:: Work to do ::
Please copy exactly the lines that begin with the one containing "Prompt: place one marker on each instance of the woman's face" and end with the last line of the entries.

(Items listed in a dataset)
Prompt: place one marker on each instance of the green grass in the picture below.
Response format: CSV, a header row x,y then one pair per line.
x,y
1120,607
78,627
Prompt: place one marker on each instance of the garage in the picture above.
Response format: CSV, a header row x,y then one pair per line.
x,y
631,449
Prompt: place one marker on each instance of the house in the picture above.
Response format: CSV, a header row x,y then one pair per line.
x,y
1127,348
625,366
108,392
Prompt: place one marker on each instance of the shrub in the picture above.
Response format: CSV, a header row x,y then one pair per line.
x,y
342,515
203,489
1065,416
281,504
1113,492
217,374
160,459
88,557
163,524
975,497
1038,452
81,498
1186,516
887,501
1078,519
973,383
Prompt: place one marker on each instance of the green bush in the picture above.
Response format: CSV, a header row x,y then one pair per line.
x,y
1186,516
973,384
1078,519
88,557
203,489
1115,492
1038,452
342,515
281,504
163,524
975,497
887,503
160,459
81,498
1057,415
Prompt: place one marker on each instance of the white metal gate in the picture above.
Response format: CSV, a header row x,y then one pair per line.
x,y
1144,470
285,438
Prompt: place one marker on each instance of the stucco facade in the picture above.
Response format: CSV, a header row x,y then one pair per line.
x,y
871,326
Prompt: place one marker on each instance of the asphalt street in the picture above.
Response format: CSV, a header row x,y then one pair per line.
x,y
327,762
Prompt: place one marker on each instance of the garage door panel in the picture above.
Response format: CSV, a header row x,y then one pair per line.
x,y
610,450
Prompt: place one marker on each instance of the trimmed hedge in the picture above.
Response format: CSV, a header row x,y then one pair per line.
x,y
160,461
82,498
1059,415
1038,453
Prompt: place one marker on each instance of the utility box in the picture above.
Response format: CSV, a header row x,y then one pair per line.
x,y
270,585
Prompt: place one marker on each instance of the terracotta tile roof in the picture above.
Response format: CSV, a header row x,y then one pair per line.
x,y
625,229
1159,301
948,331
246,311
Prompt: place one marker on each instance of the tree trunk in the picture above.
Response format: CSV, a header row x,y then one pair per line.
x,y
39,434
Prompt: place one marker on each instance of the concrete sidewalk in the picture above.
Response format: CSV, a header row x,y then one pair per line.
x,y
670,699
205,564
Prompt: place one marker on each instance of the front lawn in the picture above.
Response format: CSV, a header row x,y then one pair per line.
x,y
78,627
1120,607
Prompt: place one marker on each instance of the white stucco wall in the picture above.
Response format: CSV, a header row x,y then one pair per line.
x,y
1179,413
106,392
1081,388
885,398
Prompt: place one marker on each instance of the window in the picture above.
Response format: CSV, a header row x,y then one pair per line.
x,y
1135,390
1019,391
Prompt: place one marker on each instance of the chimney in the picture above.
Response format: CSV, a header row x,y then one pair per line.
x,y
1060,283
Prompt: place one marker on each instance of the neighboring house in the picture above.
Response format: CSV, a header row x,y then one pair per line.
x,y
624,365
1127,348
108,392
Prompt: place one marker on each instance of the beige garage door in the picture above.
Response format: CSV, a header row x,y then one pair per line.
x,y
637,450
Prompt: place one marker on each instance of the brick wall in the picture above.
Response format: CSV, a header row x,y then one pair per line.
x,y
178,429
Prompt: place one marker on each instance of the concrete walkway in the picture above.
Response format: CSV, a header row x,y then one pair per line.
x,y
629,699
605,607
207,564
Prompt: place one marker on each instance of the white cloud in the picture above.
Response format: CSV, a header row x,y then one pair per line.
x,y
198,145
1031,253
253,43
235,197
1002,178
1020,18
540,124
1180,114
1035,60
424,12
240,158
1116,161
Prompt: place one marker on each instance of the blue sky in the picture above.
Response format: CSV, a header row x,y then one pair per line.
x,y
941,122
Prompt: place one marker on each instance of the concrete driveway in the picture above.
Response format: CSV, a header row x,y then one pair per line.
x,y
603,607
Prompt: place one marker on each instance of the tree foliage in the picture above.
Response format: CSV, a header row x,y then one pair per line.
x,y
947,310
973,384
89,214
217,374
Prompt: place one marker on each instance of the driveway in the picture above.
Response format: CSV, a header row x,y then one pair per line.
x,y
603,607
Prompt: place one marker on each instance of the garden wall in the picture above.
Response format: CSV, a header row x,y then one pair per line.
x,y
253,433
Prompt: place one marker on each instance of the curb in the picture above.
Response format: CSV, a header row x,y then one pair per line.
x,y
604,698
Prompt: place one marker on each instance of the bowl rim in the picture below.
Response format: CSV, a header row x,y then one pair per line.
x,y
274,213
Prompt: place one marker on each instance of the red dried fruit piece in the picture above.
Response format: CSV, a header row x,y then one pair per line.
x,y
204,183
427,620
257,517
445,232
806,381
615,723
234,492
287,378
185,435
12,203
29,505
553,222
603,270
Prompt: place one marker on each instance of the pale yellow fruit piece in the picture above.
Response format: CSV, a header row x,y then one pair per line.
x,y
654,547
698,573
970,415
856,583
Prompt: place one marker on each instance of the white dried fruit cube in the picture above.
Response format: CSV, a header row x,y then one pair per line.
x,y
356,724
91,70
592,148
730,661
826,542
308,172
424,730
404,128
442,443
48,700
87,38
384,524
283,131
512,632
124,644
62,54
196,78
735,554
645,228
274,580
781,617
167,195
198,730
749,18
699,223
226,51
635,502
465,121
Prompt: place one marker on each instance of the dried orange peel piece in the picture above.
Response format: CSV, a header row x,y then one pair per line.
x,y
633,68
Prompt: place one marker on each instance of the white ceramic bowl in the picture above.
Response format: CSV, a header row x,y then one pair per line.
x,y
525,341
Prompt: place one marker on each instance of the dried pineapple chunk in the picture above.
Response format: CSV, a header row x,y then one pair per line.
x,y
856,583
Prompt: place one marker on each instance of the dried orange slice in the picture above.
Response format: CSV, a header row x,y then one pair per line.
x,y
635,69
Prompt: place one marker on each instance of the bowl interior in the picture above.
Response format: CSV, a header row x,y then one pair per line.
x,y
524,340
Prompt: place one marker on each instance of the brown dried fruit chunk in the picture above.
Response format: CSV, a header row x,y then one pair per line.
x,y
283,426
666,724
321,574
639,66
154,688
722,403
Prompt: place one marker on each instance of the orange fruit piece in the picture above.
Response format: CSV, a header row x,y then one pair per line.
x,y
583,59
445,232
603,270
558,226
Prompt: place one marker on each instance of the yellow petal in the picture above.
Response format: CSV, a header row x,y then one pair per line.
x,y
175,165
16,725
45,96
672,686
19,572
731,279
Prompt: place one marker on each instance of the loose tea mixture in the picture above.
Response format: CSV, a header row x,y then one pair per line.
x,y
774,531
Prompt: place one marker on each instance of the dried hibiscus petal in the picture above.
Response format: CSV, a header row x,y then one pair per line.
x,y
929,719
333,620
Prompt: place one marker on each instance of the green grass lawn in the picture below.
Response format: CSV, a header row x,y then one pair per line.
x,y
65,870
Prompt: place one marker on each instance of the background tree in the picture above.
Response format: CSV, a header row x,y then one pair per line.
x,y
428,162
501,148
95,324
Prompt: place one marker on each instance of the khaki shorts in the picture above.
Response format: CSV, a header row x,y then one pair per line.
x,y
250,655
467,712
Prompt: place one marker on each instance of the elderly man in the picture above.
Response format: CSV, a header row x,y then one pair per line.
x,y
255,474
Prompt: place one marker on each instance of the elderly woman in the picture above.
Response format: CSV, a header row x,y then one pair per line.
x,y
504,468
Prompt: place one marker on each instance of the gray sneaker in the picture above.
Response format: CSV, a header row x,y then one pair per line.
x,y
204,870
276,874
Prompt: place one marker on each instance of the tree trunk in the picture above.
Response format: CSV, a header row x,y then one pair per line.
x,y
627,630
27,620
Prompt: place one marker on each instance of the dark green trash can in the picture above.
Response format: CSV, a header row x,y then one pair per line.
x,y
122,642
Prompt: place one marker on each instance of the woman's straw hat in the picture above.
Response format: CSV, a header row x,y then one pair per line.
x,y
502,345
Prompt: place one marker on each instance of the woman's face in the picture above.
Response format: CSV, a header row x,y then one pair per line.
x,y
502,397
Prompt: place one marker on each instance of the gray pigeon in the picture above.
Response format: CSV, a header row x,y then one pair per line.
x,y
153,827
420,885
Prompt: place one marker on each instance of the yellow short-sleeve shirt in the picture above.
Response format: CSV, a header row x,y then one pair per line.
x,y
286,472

:: Task output ::
Prompt: place one marker on each instance of the woman's face in the picture above.
Response format: CSV, a header row x,y then one pair per line.
x,y
502,397
Prompt: place one marker on each instance of the gray pigeon in the picture above.
Response format: CSV, a header row x,y then one pair per line.
x,y
153,827
420,885
Prompt: place one marker on each instance of the yellow short-sleeve shirt in the picture above.
Response format: CSV, a header row x,y then one pair per line.
x,y
286,472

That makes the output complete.